Material shown
★ ★ ★ ★
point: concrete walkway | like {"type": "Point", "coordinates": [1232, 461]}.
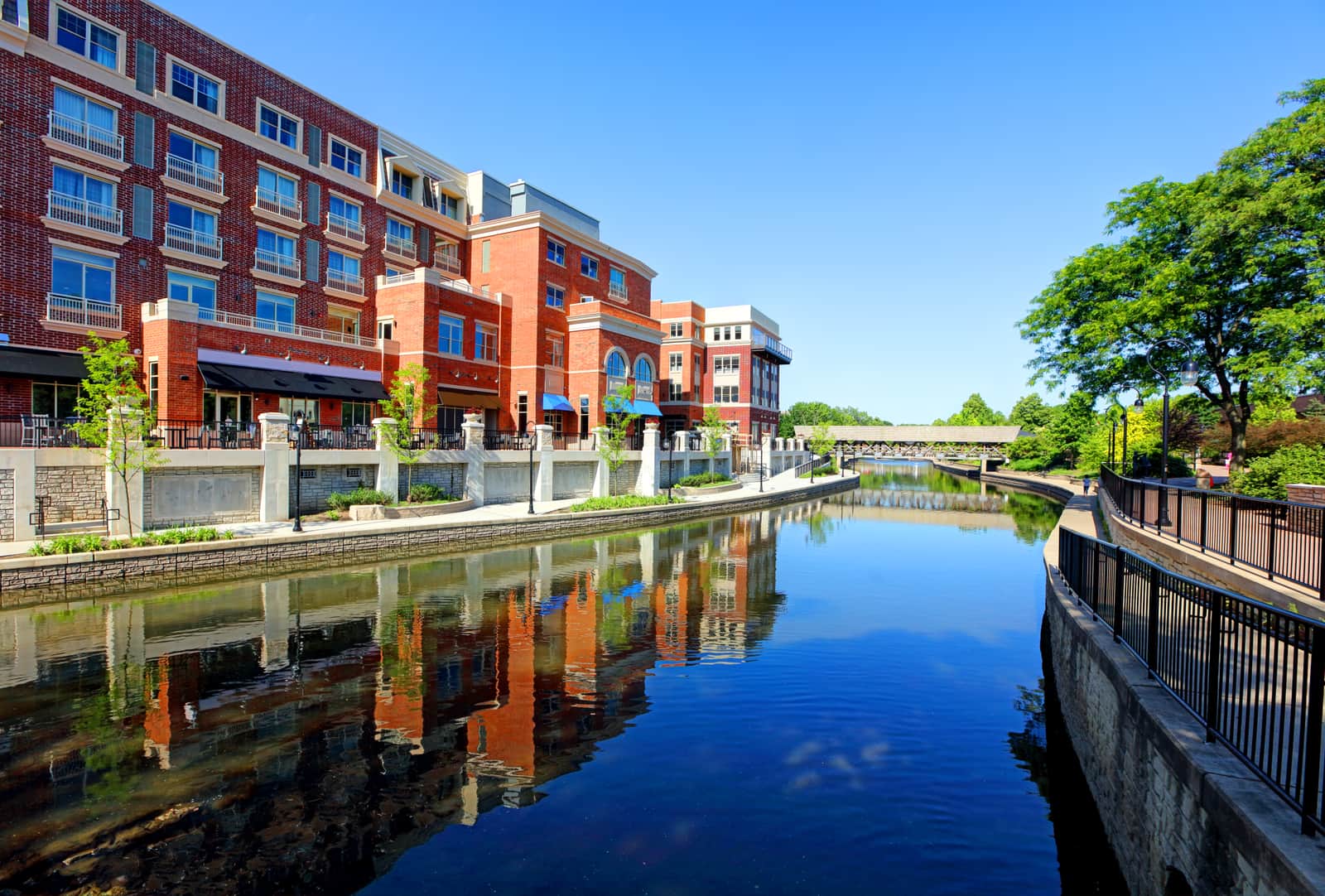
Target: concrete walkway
{"type": "Point", "coordinates": [489, 513]}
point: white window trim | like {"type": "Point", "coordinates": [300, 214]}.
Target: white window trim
{"type": "Point", "coordinates": [220, 83]}
{"type": "Point", "coordinates": [258, 125]}
{"type": "Point", "coordinates": [364, 157]}
{"type": "Point", "coordinates": [53, 30]}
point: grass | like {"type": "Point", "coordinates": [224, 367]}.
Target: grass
{"type": "Point", "coordinates": [622, 501]}
{"type": "Point", "coordinates": [86, 544]}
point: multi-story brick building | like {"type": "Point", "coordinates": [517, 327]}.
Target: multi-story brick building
{"type": "Point", "coordinates": [263, 248]}
{"type": "Point", "coordinates": [729, 357]}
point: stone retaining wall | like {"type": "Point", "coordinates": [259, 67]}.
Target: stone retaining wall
{"type": "Point", "coordinates": [75, 492]}
{"type": "Point", "coordinates": [46, 580]}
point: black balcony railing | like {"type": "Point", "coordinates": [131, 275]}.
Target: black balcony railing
{"type": "Point", "coordinates": [1251, 673]}
{"type": "Point", "coordinates": [1280, 538]}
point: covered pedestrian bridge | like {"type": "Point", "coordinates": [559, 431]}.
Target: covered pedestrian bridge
{"type": "Point", "coordinates": [924, 443]}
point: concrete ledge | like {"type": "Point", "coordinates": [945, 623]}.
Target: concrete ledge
{"type": "Point", "coordinates": [359, 512]}
{"type": "Point", "coordinates": [46, 580]}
★ ★ ★ ★
None of the pictures should appear; the rest of the entries must be reproduced exactly.

Solved exercise
point: concrete walkway | like {"type": "Point", "coordinates": [1232, 461]}.
Target: concrete walkway
{"type": "Point", "coordinates": [489, 513]}
point: white window trim | like {"type": "Point", "coordinates": [300, 214]}.
Target: white window trim
{"type": "Point", "coordinates": [220, 83]}
{"type": "Point", "coordinates": [258, 125]}
{"type": "Point", "coordinates": [364, 157]}
{"type": "Point", "coordinates": [53, 30]}
point: grass | like {"type": "Point", "coordinates": [224, 367]}.
Target: grass
{"type": "Point", "coordinates": [622, 501]}
{"type": "Point", "coordinates": [86, 544]}
point: multi-story brick building | like {"type": "Point", "coordinates": [517, 327]}.
Target: multi-story brick building
{"type": "Point", "coordinates": [263, 248]}
{"type": "Point", "coordinates": [729, 357]}
point: stone retaining wall | like {"type": "Point", "coordinates": [259, 67]}.
Target: stone retaining wall
{"type": "Point", "coordinates": [75, 492]}
{"type": "Point", "coordinates": [46, 580]}
point: black balcony railing | like {"type": "Point", "coordinates": [131, 275]}.
Target: black balcony railing
{"type": "Point", "coordinates": [1251, 673]}
{"type": "Point", "coordinates": [1280, 538]}
point: covered pedestrian bridge | like {"type": "Point", "coordinates": [559, 431]}.
Target: covered pedestrian bridge
{"type": "Point", "coordinates": [924, 443]}
point: concrete ledge | like {"type": "Point", "coordinates": [945, 623]}.
Target: concrete ledge
{"type": "Point", "coordinates": [359, 512]}
{"type": "Point", "coordinates": [46, 580]}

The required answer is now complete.